SET OF TASKS:
[a] Can you write out the Day 290 post on financial data engineering from "Workflow-oriented software architectures" up to and including "for data workflows."?
[b] Could you continue the Day 290 post on financial data engineering, picking up right after its last line?

TEXT SEGMENT:
Start
(Day 290) Finishing the book - Financial Data Engineering

Ivan Ivanov · October 17, 2024

Hello :) Today is Day 290!

A quick summary of today:

finished the financial data engineering book
learned about a new feature selection method

Financial DE Chapter 11 - Financial data workflows

Workflow-oriented software architectures (WOSA)

WOSA help manage the growing complexity of digital systems by organizing software transactions into structured workflows. Common in financial markets, WOSA structures processes like financial trades and credit card payments into defined steps. This enhances modularity, efficiency, and manageability in software systems, particularly for data workflows.

What is a data workflow?
End
Saved data entries
Start
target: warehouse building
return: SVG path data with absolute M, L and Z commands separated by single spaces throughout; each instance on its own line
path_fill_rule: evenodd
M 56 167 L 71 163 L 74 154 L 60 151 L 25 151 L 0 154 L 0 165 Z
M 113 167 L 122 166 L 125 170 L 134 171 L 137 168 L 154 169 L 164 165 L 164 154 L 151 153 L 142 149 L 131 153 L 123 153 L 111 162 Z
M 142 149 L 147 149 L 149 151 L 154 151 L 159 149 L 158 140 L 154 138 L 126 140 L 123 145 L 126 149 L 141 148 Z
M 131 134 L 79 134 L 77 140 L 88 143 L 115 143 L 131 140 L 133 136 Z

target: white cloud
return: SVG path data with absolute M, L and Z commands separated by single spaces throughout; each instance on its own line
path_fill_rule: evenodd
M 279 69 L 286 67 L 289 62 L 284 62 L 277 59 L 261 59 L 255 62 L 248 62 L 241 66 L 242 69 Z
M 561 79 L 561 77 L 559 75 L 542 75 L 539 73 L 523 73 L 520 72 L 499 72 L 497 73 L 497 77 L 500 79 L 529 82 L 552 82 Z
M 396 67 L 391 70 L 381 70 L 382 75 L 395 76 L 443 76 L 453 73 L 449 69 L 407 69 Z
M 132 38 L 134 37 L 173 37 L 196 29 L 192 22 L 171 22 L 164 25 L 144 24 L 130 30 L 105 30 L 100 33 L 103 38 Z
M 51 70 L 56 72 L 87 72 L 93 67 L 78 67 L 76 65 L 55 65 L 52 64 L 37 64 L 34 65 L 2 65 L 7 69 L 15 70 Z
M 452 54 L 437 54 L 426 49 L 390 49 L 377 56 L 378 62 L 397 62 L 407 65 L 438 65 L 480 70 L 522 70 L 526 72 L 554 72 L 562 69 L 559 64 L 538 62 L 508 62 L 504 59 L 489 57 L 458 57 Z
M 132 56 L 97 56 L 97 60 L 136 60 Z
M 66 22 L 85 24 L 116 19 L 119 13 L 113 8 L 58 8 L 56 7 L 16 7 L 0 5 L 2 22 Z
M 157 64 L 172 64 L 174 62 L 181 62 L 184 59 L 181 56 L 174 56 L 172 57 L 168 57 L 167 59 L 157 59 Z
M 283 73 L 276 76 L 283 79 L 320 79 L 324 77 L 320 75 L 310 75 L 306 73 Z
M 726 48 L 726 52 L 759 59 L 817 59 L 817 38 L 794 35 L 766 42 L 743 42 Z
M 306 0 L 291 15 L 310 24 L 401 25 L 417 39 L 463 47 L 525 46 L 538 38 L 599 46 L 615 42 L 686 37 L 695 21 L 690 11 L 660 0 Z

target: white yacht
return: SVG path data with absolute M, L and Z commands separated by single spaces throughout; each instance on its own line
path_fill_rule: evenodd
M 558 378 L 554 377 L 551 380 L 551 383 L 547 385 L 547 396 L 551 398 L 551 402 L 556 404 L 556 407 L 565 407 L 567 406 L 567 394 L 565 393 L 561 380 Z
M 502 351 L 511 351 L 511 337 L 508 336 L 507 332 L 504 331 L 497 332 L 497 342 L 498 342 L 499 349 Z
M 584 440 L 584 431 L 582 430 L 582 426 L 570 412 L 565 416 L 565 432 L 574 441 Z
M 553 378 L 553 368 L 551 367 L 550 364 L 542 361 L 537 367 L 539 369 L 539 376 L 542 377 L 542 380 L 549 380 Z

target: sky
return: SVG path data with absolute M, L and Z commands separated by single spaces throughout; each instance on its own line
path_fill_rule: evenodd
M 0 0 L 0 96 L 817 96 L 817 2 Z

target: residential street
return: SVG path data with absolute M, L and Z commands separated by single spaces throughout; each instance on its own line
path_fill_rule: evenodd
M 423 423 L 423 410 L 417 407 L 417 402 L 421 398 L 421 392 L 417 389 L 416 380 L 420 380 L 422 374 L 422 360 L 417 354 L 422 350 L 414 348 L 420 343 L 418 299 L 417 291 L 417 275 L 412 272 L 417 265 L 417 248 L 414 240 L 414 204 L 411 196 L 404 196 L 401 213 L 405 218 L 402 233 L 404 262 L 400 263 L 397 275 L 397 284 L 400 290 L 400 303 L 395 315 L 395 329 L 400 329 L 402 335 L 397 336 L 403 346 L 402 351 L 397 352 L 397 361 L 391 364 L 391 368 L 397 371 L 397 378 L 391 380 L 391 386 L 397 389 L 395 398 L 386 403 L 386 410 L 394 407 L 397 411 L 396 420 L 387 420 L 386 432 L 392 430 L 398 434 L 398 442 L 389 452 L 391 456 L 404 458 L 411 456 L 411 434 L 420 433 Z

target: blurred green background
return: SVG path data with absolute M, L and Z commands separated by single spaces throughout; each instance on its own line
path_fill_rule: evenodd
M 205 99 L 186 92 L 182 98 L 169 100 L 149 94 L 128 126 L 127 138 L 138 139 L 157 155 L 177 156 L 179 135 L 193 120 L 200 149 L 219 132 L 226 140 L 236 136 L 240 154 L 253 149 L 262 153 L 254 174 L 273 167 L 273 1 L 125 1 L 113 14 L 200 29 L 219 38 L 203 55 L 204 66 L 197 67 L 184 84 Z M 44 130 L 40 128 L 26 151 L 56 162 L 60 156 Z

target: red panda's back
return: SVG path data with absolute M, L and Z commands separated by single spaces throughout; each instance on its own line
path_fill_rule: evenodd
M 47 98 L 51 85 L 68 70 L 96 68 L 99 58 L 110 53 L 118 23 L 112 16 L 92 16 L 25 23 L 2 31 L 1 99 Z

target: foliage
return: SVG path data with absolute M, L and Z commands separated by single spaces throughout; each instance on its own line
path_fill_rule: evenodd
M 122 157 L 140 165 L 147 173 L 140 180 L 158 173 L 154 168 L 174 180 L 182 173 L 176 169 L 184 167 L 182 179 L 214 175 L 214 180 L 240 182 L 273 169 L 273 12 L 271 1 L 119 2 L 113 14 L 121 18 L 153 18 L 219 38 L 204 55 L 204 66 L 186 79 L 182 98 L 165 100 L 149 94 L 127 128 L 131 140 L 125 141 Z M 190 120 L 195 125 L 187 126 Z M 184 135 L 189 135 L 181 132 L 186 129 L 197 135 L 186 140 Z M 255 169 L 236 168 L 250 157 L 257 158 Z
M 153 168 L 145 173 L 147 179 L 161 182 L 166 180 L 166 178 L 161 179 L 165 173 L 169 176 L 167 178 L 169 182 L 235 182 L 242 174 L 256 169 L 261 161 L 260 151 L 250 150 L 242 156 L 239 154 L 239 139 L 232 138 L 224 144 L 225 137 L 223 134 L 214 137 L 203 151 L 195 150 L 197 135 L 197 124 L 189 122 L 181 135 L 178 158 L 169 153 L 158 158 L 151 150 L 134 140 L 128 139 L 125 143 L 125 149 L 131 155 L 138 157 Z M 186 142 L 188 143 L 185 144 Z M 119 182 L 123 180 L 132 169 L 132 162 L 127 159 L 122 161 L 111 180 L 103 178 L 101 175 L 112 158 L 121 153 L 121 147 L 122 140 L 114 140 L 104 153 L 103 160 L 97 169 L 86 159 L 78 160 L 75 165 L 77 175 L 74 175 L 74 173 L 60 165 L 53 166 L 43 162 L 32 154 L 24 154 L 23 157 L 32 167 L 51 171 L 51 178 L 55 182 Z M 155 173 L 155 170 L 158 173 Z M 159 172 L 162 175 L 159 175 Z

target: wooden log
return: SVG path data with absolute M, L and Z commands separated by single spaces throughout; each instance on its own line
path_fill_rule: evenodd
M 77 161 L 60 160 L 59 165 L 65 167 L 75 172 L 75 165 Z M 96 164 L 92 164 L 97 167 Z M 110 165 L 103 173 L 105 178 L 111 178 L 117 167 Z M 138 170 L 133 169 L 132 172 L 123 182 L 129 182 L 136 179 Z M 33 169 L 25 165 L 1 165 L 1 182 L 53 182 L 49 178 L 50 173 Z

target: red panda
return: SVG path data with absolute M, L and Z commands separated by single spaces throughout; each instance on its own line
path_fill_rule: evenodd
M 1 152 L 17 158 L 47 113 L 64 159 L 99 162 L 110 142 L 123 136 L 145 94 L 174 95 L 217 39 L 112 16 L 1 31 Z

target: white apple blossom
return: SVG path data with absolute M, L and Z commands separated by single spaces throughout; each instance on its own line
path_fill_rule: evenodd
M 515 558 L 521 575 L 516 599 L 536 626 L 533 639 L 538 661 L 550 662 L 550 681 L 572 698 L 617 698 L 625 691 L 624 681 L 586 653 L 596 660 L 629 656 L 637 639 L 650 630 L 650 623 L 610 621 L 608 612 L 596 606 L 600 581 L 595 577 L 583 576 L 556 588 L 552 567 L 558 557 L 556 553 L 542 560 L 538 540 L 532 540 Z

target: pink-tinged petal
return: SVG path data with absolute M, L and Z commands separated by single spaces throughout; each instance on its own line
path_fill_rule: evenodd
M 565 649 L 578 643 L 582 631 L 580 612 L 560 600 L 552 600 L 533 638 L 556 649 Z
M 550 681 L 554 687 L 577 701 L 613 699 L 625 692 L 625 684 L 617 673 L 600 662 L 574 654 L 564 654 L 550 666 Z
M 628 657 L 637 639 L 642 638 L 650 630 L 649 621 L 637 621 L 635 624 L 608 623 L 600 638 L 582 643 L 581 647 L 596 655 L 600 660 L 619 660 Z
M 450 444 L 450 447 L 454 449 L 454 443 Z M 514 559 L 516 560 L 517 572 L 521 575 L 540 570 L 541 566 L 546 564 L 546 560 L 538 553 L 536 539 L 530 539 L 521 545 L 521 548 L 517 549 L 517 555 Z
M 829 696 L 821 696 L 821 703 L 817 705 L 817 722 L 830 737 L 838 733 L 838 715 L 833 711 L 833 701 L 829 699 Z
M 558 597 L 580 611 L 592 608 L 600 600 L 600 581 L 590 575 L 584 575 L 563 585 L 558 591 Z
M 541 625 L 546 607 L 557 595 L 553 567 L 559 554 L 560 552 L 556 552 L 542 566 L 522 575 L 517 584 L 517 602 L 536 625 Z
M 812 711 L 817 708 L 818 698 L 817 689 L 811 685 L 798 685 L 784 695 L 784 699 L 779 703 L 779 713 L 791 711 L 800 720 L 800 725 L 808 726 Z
End
ANSWERS TO THE TASKS:
[a]
Workflow-oriented software architectures (WOSA)

WOSA help manage the growing complexity of digital systems by organizing software transactions into structured workflows. Common in financial markets, WOSA structures processes like financial trades and credit card payments into defined steps. This enhances modularity, efficiency, and manageability in software systems, particularly for data workflows.

[b]
A data workflow is a repeatable process involving a structured sequence of steps that transform an initial dataset into a desired output. In data engineering, workflow abstraction helps generalize workflows by focusing on their conceptual framework, not technological specifics. The dataflow paradigm, often represented as a Directed Acyclic Graph (DAG), organizes computations into a directed graph, where each task depends on others. Tasks should be atomic, idempotent, and appropriately sized to ensure efficiency, traceability, and debuggability, while aligning with business logic

Workflow management systems (WMS)

Once a workflow abstraction has been defined, the next step is to design a system that provides the infrastructure and tools necessary for building, orchestrating, and monitoring a WOSA

When developing a WMS some properties need to be considered:

flexibility: a flexible WMS is capable of managing a diverse range of tasks and workflows
configurability: enables users to define workflow specifications according to their needs
dependency management: simple WMSs allow users only to be able to define static and linear workflows; more advanced WMSs may allow for parallel workflow/task execution, dynamic and conditional task creation, and information passing between tasks

coordination patterns: two notable patterns are the Synchronous Blocking Pattern (SBP) and the Asynchronous Non-Blocking Pattern (ANBP)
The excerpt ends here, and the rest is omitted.